• _Challenge_: Convert the stretch from the line containing "Compliance review: the green aurora has" through the end of the lines into a two-column CSV with the header text,answer. Write one row per entry, put each field in double quotes, and replace any line breaks inside a field with spaces.
======
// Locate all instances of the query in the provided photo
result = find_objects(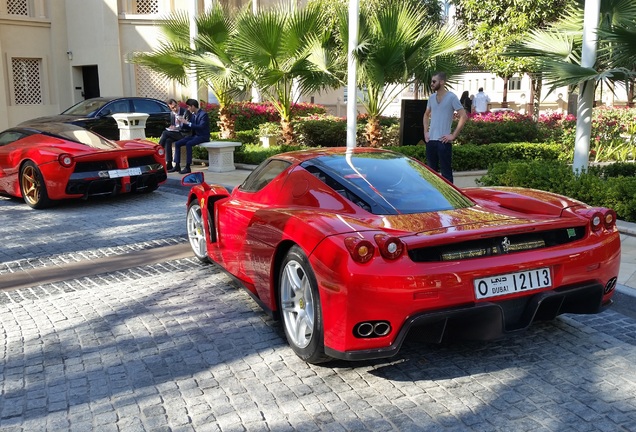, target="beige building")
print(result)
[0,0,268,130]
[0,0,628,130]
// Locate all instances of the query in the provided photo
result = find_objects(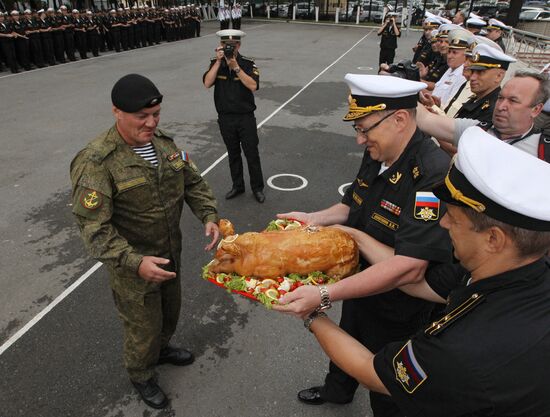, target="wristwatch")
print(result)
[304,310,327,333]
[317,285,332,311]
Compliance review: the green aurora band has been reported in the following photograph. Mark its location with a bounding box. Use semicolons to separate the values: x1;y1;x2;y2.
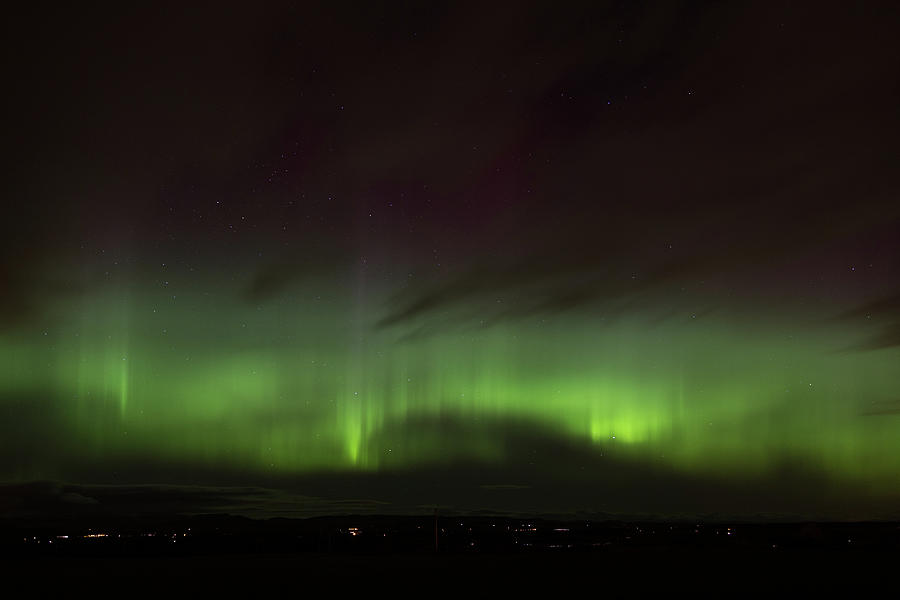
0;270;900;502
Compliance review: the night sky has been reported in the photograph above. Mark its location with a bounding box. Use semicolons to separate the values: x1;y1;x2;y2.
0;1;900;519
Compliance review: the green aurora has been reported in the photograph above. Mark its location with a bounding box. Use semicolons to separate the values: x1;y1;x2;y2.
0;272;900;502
======
• _Finished task_:
text,answer
"Compliance review: the green aurora has been reported in the photograph above. Mark its location with a bounding box. Use semicolons to separate the values: x1;y1;x2;y2.","0;272;900;502"